BEGIN RECORDS TO USE

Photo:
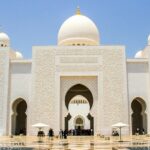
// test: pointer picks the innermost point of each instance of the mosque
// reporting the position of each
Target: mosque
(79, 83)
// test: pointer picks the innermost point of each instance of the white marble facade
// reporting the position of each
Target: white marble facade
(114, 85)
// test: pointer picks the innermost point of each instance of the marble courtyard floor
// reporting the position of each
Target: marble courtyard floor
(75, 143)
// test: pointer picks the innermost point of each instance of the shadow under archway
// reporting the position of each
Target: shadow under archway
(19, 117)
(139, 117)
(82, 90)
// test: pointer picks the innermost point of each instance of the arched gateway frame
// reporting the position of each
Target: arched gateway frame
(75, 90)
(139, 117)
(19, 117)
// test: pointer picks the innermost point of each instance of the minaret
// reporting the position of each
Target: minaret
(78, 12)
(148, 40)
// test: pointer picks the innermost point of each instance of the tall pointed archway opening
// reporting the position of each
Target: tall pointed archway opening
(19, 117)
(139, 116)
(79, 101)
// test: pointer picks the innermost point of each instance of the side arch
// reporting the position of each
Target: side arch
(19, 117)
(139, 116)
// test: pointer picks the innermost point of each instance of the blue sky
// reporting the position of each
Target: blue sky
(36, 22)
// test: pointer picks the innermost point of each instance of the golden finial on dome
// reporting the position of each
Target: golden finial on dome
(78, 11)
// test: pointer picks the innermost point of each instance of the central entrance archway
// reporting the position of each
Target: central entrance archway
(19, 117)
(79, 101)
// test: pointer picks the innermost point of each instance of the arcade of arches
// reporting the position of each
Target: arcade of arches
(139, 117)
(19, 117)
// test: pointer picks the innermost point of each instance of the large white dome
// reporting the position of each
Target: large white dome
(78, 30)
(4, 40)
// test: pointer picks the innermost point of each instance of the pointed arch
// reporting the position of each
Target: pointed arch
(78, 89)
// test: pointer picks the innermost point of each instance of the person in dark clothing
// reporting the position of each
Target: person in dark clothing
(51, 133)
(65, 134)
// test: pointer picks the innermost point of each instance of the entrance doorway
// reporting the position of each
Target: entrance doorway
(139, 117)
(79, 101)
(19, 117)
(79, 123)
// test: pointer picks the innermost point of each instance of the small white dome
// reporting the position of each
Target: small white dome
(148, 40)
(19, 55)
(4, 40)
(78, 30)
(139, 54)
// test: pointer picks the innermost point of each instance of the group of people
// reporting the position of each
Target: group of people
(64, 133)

END RECORDS TO USE

◆ WHAT TO DO ◆
Omit the pictures; restate every entry word for word.

◆ OUTPUT OF THE TASK ◆
Photo:
// test: pointer picks the innermost point of each instance of the mosque
// reporting the position of each
Target: mosque
(79, 83)
// test: pointer picks the innermost point of each instance of the white marble facade
// reporting the position of each
Target: white marble facade
(114, 85)
// test: pointer picks the innermost point of each instance of the marble courtyard floor
// reporting the position of each
Target: marble courtyard floor
(75, 143)
// test: pointer picks the innermost point of each instance of the shadow under archway
// reporting the position of each
Target: shadow under archway
(19, 117)
(139, 117)
(82, 90)
// test: pointer picks the innermost point of each instance of the arched gateway frame
// reporting the position of each
Target: arched gateway frame
(75, 90)
(139, 117)
(19, 117)
// test: pointer picks the innermost point of each instance of the minaret
// reporting the position of each
Target: minaret
(78, 12)
(148, 40)
// test: pointer picks the innermost point of each instance of the tall pointed archway opening
// reporting the position of each
Target: tall pointed archway opening
(19, 117)
(139, 116)
(79, 101)
// test: pointer picks the innermost point of each instance of the side arch
// reporting the position of each
Target: side arch
(19, 117)
(139, 116)
// test: pointer picks the innermost point of each instance of the blue sky
// reporting the position of each
Target: blue sky
(36, 22)
// test: pointer picks the innermost point of each instance of the golden finial on dome
// reporting the position of each
Target: golden finial on dome
(78, 11)
// test: pointer picks the innermost point of each instance of the central entrance archway
// reporting the position of each
Target: central entrance archway
(19, 117)
(79, 101)
// test: pointer picks the innermost point of each instance of the arcade of arches
// reporting the position of each
Target: arcade of arches
(139, 117)
(19, 117)
// test: pointer picks the innermost point of each instance of the large white dome
// reporting the position of each
Target: large white dome
(78, 30)
(4, 40)
// test: pointer picks the innermost point of each instance of the pointed arch
// reporting the position of each
Target: pointed arch
(78, 89)
// test: pointer picks the innermost point of each instance of the person in dark clothing
// reporting the position of each
Target: person in dark clothing
(51, 133)
(65, 134)
// test: pointer picks the innermost point of each instance of the entrance doorway
// reporting the position of each
Target: entrance doorway
(139, 117)
(79, 101)
(19, 117)
(79, 123)
// test: pointer picks the innermost point of each instance of the small white dome
// reporting the position of each
Target: small white dome
(148, 40)
(19, 55)
(4, 40)
(78, 30)
(139, 54)
// test: pointer picks the innermost point of each instance of the group of people
// reporting the position of each
Target: group of people
(64, 133)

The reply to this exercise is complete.